_TRECHO DA PÁGINA_.
Educação e Filosofia vol.31 no.63 Uberlândia set./dic 2017  Epub 09-Mar-2021

https://doi.org/10.14393/revedfil.issn.0102-6801.v31n63a2017-13 

Dossiê Artes e Oficinas: incursões na filosofia de Deleuze-Guattari

Das escritas, dos corpos. afetos e entretempos*

De las escrituras, de los cuerpos. afectos y entretiempos

Of writing, of bodies. affects and meanwhile

Vivian Marina Redi Pontin** 

Ana Godoy*** 

**Doutora em Ciências Sociais pelo Instituto de Filosofia e Ciências Humanas da Universidade Estadual de Campinas (IFCH-Unicamp). Professora substituta da Universidade Federal de Lavras (UFLA). E-mail: vivian_marina@yahoo.com.br

***Doutora em Ciências Sociais pela Pontifícia Universidade Católica de São Paulo (PUC-SP). E-mail: ana.godoy@rocketmail.com


Resumo

Esse texto é produzido por um encontro entre uma escrita e seu acompanhamento. Já que uma escrita nunca se faz só e é vital habitá-la, seu acompanhamento diz de um como se faz, diz de uma preparação, diz da feitura de um corpo. Desde dentro desses fazeres, inventa-se, nessas linhas, uma escrita-oficina que possa cuidar de uma pergunta ativadora: como produzir uma oficina que mobilize encontros em tempos desprovidos de poesia? Alguns gestos foram escolhidos para composição, dentre eles: a partilha enquanto forma de criação por aquilo que se fragmenta sem efetivamente quebrar, destroçar; outro gesto foi pontilhar por ocasião de desenhar um corpo-a-corpo e, não por último, uma vez que os gestos são multiplicadores, a ideia de caça na composição de territórios e suas disposições para desabituar o previsível.

Palavras-chave: Escrita; Território; Corpo-sem-Órgão; Deleuze

Resumen

Dicho texto es producido por el encuentro entre la escritura y su acompañamiento. Ya que una escritura nunca se hace sola y es vital habitarla, su acompañamiento dice de un cómo se hace, dice de una preparación, dice de la hechura de un cuerpo. Desde adentro de esos haceres, se inventa, en dichas líneas, una escrita-taller que pueda cuidar de una pregunta activa: ¿cómo producir un taller que movilice encuentro en tiempos desprovistos de poesía? Algunos gestos fueron escogidos para composición, entre ellos: la partida en cuanto forma de creación por aquello que se fragmenta sin efectivamente romper, destrozar; otro gesto fue martillar por ocasión de diseñar un cuerpo-a-cuerpo y, no por último, una vez que los gestos son multiplicadores, la idea de caza en la composición de territorios y sus disposiciones para deshabituar lo previsible.

_COMPLETE O SEGUINTE_.
[A] Repita, sem alterações, o trecho da página de "Dicho texto es" até "deshabituar lo previsible.".
[B] Responda com base no trecho da página:
(i) Em qual universidade Vivian Marina Redi Pontin é professora substituta?
(ii) Qual é a pergunta ativadora formulada no resumo em português?
(iii) Quais são as palavras-chave listadas?
[C] Dê continuidade ao trecho da página sobre escrita, corpos e afetos a partir do ponto em que ele termina.

_Registros_.
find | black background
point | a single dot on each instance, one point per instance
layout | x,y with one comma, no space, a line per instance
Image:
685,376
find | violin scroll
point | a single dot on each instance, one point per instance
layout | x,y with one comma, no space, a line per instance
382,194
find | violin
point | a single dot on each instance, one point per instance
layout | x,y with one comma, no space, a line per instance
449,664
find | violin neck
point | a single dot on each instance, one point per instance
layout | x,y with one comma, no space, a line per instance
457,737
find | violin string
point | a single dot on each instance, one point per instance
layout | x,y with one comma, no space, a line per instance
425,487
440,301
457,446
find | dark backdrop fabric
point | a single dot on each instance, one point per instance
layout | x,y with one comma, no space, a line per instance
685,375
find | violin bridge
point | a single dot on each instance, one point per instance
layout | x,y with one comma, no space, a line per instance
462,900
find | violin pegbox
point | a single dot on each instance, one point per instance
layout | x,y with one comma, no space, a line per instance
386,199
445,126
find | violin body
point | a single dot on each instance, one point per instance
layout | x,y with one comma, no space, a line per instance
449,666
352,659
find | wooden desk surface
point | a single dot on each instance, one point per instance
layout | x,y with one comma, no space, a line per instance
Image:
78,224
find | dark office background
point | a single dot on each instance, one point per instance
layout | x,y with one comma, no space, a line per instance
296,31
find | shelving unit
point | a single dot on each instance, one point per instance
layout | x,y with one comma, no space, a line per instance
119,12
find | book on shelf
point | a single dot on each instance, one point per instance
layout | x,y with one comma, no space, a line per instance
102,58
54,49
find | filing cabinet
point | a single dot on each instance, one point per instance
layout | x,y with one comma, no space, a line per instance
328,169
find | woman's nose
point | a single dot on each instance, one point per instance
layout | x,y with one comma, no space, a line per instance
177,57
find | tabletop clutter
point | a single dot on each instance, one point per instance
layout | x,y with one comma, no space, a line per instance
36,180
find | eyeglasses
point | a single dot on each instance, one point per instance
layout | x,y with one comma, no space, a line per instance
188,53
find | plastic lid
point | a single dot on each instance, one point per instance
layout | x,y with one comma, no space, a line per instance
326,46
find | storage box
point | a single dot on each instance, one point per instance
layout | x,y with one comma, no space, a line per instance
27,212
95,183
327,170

_RESPOSTAS POR TAREFA_.
[A]
Dicho texto es producido por el encuentro entre la escritura y su acompañamiento. Ya que una escritura nunca se hace sola y es vital habitarla, su acompañamiento dice de un cómo se hace, dice de una preparación, dice de la hechura de un cuerpo. Desde adentro de esos haceres, se inventa, en dichas líneas, una escrita-taller que pueda cuidar de una pregunta activa: ¿cómo producir un taller que movilice encuentro en tiempos desprovistos de poesía? Algunos gestos fueron escogidos para composición, entre ellos: la partida en cuanto forma de creación por aquello que se fragmenta sin efectivamente romper, destrozar; otro gesto fue martillar por ocasión de diseñar un cuerpo-a-cuerpo y, no por último, una vez que los gestos son multiplicadores, la idea de caza en la composición de territorios y sus disposiciones para deshabituar lo previsible.

[B]
(i) Na Universidade Federal de Lavras (UFLA).
(ii) Como produzir uma oficina que mobilize encontros em tempos desprovidos de poesia?
(iii) Escrita; Território; Corpo-sem-Órgão; Deleuze.

[C]
Palabras clave: Escritura; Territorio; Cuerpo-sin-órganos; Deleuze

Abstract

This text is produced by a meeting between a writing and its accompaniment. Since a writing is never done alone and it is vital to inhabit it, its accompaniment says of a how it is done, it says of a preparation, it says of the making of a body. From within these works, one invents, in these lines, a writing-workshop that can take care of an activating question: how to produce a workshop that mobilizes meetings in times devoid of poetry? Some gestures were chosen for composition, among them: the sharing as a form of creation by what fragments without actually breaking, destroying; another gesture was to dot for the occasion of drawing a body to body and, not lastly, since gestures are multipliers, the idea of hunting in the composition of territories and their provisions to unseat the predictable.

Keywords: Writing; Body-without-organs; Deleuze

Mas não colaboramos como duas pessoas. Éramos sobretudo como dois riachos que se juntam para fazer “um” terceiro, que teria sido nós. (Gilles Deleuze. Conversações).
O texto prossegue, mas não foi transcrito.